A table with feedback for a student named Emma. It praises her illustration for capturing the story's whimsical essence.
Emma's Example

In the example above, with our first student Emma, you will see that as you add to the "I Like How You..." column, the formula (&""&) then combines your feedback with the "Next Time You Might..." column to produce the final comment. This makes feedback easy to share, also allowing me to reuse the individual comments for other students.


A laptop screen displays a grading rubric for a visual art assignment, highlighting feedback and on a student's work.
&""& Formula, Bringing Content Together

Additionally, your comments can now be saved for future classes and assignments, adding to your larger database and making them available for additional classes or future years. They can also be easily shared.

> [TASK 1] In the feedback-spreadsheet passage, list every sentence or heading that mentions Emma by name.
> [TASK 2] Output the part of the feedback-spreadsheet passage between "In the example" and "be easily shared.", inclusive.
> [TASK 3]
Answer these questions from the feedback-spreadsheet passage:
(a) Who is the first student in the example?
(b) What formula combines the feedback columns?
(c) For what can the comments now be saved?

> [RECORDED DATA]
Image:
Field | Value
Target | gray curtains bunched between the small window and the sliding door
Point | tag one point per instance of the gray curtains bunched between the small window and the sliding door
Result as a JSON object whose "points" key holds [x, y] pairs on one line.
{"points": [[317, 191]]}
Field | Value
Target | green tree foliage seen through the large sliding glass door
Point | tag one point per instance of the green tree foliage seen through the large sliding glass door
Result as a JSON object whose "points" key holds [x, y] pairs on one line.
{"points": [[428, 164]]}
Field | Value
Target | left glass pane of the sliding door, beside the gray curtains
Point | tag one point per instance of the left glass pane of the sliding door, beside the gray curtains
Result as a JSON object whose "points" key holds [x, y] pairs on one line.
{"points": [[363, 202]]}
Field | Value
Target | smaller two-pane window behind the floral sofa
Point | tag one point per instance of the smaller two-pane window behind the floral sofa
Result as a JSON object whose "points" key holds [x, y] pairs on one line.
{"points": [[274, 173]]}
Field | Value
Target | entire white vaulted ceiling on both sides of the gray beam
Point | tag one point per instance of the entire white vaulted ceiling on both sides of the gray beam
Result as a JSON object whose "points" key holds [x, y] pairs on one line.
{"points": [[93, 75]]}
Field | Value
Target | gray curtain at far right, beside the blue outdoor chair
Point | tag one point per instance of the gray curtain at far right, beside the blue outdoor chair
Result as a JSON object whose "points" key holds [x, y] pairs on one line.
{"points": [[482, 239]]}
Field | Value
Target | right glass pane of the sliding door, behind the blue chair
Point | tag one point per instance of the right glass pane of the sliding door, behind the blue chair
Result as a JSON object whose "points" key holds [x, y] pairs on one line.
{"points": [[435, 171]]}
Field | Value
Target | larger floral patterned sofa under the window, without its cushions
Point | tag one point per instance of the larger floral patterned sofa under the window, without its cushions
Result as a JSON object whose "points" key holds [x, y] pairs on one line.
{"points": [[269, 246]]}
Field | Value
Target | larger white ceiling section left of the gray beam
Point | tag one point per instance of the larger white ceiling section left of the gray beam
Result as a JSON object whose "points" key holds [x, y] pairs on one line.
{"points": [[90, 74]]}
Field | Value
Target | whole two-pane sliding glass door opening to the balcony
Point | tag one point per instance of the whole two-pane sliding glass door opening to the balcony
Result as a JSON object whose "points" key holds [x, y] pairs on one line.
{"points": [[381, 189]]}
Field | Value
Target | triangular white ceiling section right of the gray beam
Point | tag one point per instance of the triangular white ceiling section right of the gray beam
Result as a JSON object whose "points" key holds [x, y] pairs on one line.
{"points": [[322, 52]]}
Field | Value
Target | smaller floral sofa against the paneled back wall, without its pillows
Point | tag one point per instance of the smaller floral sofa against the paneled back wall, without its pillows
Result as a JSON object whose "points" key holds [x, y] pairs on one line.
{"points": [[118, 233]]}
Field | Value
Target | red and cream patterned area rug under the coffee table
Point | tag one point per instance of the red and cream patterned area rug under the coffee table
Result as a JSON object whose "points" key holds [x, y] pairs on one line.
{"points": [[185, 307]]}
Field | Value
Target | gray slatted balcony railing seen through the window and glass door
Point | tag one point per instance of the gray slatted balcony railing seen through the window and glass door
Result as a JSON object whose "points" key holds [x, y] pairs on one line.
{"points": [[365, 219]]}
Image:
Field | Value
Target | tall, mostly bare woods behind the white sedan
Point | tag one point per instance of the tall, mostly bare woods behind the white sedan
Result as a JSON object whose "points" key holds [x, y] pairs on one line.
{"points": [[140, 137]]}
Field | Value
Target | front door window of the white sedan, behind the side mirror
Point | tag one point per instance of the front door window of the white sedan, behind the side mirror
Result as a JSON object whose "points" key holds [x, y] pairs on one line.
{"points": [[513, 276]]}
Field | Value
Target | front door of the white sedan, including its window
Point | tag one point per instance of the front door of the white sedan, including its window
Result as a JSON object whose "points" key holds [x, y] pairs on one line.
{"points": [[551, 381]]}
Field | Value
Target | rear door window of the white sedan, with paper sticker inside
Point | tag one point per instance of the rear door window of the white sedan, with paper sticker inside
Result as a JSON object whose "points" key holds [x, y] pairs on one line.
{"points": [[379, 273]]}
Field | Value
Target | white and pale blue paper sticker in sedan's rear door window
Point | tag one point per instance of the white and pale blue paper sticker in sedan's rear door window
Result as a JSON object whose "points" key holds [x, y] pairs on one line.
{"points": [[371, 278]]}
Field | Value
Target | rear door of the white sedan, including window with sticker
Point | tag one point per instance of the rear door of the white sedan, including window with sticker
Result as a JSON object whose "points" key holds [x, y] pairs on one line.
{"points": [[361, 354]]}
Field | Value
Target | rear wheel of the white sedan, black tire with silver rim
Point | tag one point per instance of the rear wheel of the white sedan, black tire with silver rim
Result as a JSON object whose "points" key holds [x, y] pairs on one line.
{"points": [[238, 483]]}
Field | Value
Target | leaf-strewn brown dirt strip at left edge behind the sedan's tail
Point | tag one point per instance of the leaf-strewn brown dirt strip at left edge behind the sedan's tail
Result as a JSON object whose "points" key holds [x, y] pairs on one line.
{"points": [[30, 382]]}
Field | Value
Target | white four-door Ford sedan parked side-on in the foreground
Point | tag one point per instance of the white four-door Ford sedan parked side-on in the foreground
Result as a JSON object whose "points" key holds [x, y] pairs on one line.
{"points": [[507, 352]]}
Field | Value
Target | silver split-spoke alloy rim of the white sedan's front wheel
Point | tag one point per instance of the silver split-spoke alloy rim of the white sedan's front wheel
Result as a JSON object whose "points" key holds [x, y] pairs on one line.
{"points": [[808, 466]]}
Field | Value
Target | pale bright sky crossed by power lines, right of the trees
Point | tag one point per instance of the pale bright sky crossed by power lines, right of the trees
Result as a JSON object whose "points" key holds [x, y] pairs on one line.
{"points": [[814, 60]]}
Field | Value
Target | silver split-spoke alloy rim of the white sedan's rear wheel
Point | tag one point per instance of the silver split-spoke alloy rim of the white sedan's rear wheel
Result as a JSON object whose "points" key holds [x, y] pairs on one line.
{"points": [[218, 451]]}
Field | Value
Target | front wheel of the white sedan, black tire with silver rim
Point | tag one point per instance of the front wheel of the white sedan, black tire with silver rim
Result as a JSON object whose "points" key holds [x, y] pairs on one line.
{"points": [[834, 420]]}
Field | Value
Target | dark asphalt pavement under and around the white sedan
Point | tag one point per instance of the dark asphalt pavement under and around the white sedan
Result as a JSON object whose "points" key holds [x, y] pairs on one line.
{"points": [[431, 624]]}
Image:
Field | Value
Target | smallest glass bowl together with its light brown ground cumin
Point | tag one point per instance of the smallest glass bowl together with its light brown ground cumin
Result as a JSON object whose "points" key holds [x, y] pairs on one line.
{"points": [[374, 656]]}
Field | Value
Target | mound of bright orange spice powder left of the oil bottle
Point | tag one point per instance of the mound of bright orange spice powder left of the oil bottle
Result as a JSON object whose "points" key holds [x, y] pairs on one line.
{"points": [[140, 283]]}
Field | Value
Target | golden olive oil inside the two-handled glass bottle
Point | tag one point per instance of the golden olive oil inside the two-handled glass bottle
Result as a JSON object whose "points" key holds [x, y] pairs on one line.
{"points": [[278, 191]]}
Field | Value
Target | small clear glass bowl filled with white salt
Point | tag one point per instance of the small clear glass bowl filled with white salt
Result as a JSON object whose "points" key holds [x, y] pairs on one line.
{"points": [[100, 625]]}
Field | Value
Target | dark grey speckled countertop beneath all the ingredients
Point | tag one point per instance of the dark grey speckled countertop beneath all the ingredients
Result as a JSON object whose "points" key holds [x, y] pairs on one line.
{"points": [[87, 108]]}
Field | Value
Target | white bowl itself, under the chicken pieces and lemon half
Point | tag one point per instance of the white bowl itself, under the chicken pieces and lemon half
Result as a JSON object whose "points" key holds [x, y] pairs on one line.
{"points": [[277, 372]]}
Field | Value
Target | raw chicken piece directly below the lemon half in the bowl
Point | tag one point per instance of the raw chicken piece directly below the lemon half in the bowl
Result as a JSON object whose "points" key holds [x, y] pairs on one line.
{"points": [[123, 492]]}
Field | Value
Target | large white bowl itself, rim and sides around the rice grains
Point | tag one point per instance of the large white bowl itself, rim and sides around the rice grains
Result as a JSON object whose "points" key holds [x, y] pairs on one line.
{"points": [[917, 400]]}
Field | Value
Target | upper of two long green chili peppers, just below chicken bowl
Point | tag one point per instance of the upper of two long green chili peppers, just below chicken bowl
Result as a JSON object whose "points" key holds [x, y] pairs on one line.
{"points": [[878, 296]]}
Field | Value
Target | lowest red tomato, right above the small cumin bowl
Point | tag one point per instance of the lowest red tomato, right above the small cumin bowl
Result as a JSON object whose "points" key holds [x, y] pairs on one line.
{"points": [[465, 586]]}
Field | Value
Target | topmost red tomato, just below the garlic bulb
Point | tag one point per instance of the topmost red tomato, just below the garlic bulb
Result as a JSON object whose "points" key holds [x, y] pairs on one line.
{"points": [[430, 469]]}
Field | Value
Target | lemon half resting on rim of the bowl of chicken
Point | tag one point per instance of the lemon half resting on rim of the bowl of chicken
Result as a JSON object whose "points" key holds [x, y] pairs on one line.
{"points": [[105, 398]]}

> [RESPONSE 1]
- A table with feedback for a student named Emma.
- Emma's Example
- In the example above, with our first student Emma, you will see that as you add to the "I Like How You..." column, the formula (&""&) then combines your feedback with the "Next Time You Might..." column to produce the final comment.

> [RESPONSE 2]
In the example above, with our first student Emma, you will see that as you add to the "I Like How You..." column, the formula (&""&) then combines your feedback with the "Next Time You Might..." column to produce the final comment. This makes feedback easy to share, also allowing me to reuse the individual comments for other students.


A laptop screen displays a grading rubric for a visual art assignment, highlighting feedback and on a student's work.
&""& Formula, Bringing Content Together

Additionally, your comments can now be saved for future classes and assignments, adding to your larger database and making them available for additional classes or future years. They can also be easily shared.

> [RESPONSE 3]
(a) Emma
(b) &""&
(c) Future classes and assignments